→ Directions:
1. In the Caliburn.Micro forum thread, what class must the main window holding the user controls inherit from?
2. Resume the Caliburn.Micro forum thread, picking up right after its last line shown.

→ Selection:

******************************

Thank you for adding the extra insight, it really helps get an understanding for the concepts. – Typist 16/2, 2020 at 0:18

In case anyone is having an issue implementing the [perfectly fine] accepted answer, here is a more in depth answer:

Your main window that contain both (or even more than two) of your User Controls must be inherited from Caliburn.Micro.Conductor<Screen>.Collection.AllActive;
Your User Controls must be inherited from Caliburn.Micro.Screen;
You must also keep naming conventions in mind. If you use MenuUC as the name of a ContentControl in your View, also create a property named MenuUC in your ViewModel;
Initialize your UserControl as I do in Constructor;
Now you can use ActivateItem(MenuUC) and DeactivateItem(MenuUC) everywhere in your code. Caliburn.Micro automatically detects which one you want to work with.

Example XAML View code:

<Window x:Class="YourProject.Views.YourView"
        xmlns="http://schemas.microsoft.com/winfx/2006/xaml/presentation"
        xmlns:x="http://schemas.microsoft.com/winfx/2006/xaml"
        xmlns:d="http://schemas.microsoft.com/expression/blend/2008"
        xmlns:mc="http://schemas.openxmlformats.org/markup-compatibility/2006"
        mc:Ignorable="d"

******************************

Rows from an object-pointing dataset
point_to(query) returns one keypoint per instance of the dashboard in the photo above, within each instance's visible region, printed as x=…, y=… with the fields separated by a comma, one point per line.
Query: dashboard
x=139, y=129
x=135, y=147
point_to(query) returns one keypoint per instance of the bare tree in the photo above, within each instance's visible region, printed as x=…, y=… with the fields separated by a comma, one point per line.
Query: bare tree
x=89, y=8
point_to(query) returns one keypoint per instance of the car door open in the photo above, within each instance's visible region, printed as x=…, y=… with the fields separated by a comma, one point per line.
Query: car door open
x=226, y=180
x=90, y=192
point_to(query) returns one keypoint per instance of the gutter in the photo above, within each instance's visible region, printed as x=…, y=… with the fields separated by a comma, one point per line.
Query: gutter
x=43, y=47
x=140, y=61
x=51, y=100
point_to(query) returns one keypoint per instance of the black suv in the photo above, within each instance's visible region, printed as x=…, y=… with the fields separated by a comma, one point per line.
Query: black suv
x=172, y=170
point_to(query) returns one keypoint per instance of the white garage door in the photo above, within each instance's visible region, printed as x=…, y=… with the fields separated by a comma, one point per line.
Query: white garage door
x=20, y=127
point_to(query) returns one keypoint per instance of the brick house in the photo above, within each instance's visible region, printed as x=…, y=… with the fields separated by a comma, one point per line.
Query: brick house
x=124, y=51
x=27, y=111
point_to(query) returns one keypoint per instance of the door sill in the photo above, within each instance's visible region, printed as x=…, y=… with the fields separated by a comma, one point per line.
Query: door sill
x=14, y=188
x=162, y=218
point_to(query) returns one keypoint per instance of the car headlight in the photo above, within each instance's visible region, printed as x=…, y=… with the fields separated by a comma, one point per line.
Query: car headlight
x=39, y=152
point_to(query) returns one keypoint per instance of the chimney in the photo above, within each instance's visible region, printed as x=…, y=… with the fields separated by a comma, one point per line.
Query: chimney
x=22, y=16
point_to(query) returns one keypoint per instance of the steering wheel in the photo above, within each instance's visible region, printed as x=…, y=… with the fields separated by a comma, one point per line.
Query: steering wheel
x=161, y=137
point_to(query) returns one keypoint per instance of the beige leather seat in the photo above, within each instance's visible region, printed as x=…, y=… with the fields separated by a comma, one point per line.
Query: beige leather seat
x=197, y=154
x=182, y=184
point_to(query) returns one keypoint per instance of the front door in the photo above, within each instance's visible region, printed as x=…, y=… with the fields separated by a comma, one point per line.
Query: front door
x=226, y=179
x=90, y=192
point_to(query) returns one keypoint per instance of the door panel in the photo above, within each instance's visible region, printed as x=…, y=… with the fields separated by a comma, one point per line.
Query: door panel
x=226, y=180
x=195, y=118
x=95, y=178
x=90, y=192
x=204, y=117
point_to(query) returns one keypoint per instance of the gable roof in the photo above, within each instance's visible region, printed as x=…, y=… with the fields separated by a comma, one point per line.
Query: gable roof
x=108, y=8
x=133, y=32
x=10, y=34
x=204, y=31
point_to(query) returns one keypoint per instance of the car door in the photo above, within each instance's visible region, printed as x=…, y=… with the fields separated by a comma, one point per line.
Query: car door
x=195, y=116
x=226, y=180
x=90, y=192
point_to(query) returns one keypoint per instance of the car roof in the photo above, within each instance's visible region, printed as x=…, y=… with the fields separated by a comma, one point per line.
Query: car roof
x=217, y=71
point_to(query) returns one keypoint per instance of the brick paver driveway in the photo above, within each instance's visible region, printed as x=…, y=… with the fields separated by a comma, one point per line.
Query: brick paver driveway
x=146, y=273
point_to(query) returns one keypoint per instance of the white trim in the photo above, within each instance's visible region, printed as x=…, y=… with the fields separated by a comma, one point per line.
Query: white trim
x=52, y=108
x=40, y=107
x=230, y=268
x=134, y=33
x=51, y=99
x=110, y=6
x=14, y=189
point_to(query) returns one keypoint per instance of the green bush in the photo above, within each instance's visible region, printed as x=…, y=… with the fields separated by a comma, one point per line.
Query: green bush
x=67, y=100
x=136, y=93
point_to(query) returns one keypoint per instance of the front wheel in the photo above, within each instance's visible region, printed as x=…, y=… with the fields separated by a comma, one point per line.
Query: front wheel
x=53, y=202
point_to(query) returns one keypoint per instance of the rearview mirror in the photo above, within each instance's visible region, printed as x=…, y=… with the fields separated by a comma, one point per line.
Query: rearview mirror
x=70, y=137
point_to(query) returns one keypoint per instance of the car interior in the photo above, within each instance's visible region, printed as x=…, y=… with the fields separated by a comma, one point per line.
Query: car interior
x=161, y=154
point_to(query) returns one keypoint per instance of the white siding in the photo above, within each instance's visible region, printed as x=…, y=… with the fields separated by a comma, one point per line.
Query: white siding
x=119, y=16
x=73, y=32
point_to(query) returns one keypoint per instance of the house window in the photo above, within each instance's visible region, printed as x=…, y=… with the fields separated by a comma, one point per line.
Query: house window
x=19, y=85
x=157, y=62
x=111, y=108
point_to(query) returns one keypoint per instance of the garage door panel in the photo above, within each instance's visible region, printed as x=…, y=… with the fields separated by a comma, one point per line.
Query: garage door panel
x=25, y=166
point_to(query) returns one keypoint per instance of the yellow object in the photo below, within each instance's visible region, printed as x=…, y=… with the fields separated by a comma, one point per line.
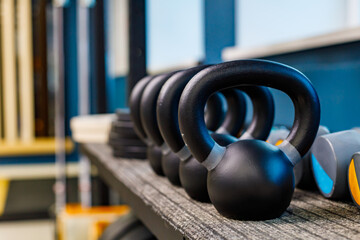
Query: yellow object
x=8, y=69
x=353, y=183
x=279, y=142
x=78, y=223
x=4, y=187
x=98, y=228
x=40, y=146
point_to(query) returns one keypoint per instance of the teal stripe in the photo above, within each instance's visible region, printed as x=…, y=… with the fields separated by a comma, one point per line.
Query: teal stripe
x=324, y=182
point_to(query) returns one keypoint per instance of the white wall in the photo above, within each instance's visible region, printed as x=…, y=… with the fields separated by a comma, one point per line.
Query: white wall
x=263, y=22
x=174, y=32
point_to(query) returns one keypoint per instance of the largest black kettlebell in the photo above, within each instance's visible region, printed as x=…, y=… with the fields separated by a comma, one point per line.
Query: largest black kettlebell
x=157, y=147
x=249, y=179
x=192, y=174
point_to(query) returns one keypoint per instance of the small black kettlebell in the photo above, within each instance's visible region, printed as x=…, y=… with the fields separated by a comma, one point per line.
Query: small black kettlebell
x=134, y=105
x=157, y=148
x=192, y=174
x=249, y=179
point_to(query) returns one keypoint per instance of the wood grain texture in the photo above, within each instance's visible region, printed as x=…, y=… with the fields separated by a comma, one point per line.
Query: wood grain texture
x=309, y=216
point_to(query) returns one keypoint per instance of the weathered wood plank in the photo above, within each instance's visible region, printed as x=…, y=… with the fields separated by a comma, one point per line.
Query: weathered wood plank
x=309, y=215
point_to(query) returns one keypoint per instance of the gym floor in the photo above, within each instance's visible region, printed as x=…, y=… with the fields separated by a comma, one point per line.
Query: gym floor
x=29, y=230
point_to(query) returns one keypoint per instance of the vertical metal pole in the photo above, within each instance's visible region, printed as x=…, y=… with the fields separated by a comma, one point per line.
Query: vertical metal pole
x=84, y=88
x=137, y=43
x=97, y=45
x=60, y=158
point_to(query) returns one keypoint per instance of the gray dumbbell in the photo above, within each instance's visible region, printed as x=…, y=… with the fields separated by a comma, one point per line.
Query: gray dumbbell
x=354, y=178
x=302, y=171
x=330, y=160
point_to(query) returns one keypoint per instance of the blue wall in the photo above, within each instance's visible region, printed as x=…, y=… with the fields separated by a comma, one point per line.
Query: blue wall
x=335, y=73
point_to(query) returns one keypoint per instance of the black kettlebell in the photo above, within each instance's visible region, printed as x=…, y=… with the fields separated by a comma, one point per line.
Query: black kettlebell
x=157, y=148
x=152, y=150
x=192, y=174
x=249, y=179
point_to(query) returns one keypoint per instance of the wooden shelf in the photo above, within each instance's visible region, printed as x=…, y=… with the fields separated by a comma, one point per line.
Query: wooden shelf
x=40, y=146
x=170, y=214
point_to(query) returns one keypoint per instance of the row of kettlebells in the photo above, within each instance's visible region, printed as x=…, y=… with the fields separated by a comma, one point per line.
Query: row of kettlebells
x=194, y=140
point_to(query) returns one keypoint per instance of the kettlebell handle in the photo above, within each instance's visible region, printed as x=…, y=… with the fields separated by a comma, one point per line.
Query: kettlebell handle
x=248, y=72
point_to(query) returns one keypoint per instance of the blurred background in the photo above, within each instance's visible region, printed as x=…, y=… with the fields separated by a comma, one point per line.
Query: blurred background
x=65, y=58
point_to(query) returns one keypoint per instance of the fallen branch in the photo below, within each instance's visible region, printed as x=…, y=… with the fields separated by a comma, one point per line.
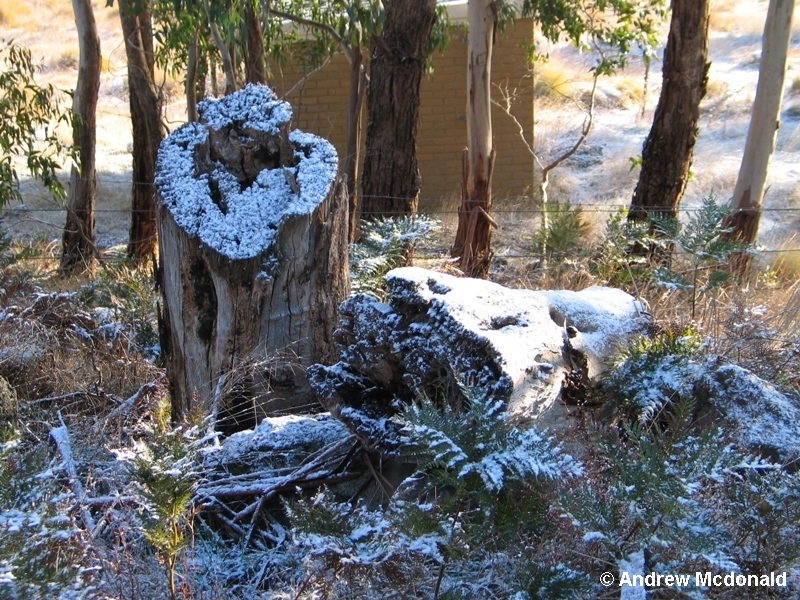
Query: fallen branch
x=60, y=436
x=148, y=388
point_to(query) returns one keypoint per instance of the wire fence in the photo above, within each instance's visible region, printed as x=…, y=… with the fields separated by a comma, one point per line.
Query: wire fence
x=520, y=215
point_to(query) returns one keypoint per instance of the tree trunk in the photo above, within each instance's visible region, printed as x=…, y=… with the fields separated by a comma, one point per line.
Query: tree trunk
x=668, y=149
x=78, y=244
x=764, y=124
x=358, y=81
x=473, y=238
x=148, y=130
x=255, y=65
x=391, y=179
x=253, y=246
x=224, y=51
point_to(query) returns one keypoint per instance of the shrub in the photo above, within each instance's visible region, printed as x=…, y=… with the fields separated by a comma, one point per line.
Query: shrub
x=28, y=110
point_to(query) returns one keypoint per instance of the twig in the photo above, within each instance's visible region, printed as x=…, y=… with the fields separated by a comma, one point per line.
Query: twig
x=60, y=436
x=147, y=388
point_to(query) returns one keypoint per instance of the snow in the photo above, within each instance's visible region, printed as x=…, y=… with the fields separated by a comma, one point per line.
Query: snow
x=291, y=432
x=248, y=225
x=632, y=565
x=526, y=330
x=760, y=415
x=254, y=107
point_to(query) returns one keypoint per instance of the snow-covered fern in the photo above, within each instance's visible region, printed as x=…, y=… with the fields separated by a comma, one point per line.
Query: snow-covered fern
x=385, y=243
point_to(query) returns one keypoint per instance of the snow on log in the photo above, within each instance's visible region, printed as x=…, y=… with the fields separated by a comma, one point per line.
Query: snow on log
x=252, y=224
x=530, y=349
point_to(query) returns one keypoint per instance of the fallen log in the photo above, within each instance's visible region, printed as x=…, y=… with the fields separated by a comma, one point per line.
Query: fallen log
x=439, y=333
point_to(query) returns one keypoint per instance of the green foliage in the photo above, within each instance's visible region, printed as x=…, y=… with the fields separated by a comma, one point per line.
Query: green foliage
x=566, y=230
x=475, y=451
x=164, y=472
x=385, y=243
x=654, y=373
x=29, y=114
x=700, y=239
x=615, y=262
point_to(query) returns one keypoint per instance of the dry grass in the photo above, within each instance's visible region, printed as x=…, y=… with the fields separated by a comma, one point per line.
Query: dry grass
x=553, y=80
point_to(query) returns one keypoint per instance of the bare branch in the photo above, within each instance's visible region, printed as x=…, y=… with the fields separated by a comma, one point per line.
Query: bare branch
x=587, y=127
x=346, y=46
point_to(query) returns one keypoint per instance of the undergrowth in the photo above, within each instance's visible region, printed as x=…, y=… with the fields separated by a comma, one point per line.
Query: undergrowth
x=487, y=510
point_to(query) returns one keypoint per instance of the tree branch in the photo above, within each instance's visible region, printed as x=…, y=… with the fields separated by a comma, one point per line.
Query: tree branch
x=346, y=46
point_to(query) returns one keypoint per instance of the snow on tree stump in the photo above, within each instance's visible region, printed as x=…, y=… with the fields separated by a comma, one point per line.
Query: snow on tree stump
x=536, y=351
x=252, y=224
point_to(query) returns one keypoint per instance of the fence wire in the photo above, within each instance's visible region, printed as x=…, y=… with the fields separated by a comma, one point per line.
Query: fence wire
x=521, y=207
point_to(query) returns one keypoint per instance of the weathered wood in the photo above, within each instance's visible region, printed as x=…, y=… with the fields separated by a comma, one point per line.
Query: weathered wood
x=253, y=244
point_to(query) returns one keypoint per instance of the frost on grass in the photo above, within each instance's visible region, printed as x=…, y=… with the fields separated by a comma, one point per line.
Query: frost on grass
x=228, y=180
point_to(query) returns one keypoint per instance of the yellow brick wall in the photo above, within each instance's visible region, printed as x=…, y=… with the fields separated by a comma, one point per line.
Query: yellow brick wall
x=320, y=106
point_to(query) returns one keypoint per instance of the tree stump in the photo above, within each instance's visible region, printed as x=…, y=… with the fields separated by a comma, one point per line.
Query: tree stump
x=252, y=223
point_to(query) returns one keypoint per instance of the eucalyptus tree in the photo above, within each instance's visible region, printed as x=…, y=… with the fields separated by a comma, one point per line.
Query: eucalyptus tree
x=391, y=179
x=148, y=130
x=764, y=124
x=29, y=113
x=78, y=242
x=668, y=149
x=346, y=26
x=611, y=27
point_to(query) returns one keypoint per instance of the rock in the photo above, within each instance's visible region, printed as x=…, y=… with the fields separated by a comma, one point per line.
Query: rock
x=439, y=333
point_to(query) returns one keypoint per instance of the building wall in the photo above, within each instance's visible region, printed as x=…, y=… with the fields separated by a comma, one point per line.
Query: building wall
x=320, y=106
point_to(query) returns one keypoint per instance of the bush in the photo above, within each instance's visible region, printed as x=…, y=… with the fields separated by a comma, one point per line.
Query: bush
x=27, y=111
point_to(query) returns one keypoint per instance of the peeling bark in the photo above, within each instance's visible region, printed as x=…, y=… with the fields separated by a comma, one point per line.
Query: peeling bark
x=762, y=134
x=668, y=149
x=148, y=131
x=474, y=234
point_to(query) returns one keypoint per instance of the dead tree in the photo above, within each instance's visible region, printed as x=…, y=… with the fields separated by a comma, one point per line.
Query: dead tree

******************************

→ Responses per task:
1. Caliburn.Micro.Conductor<Screen>.Collection.AllActive

2.
        Title="YourViewTitle" Width="900" Height="480">

    <Grid>
        <Grid.ColumnDefinitions>
            <ColumnDefinition Width="*"/>
            <ColumnDefinition Width="4*"/>
        </Grid.ColumnDefinitions>
        <Grid.RowDefinitions>
            <RowDefinition Height="auto"/>
            <RowDefinition Height="*"/>
        </Grid.RowDefinitions>

        <!-- Menu Side Bar -->
        <ContentControl Grid.Row="0" Grid.Column="0" x:Name="MenuUC" />

        <!-- Panel -->
        <Border Grid.Column="1" Grid.RowSpan="2" BorderThickness="1,0,0,0" BorderBrush="#FF707070" >
            <ContentControl x:Name="PanelUC" />
        </Border>
    </Grid>
</Window>

Example C# ViewModel code:

class YourViewModel : Conductor<Screen>.Collection.AllActive
{
    // Menu Side Bar
    private MenuUCViewModel _menuUC;
    public MenuUCViewModel MenuUC
    {
        get { return _menuUC; }
        set { _menuUC = value; NotifyOfPropertyChange(() => MenuUC); }
    }

    // Panel
    private Screen _panelUC;
    public Screen PanelUC
    {
        get { return _panelUC; }
        set { _panelUC = value; NotifyOfPropertyChange(() => PanelUC); }
    }

    // Constructor
    public YourViewModel()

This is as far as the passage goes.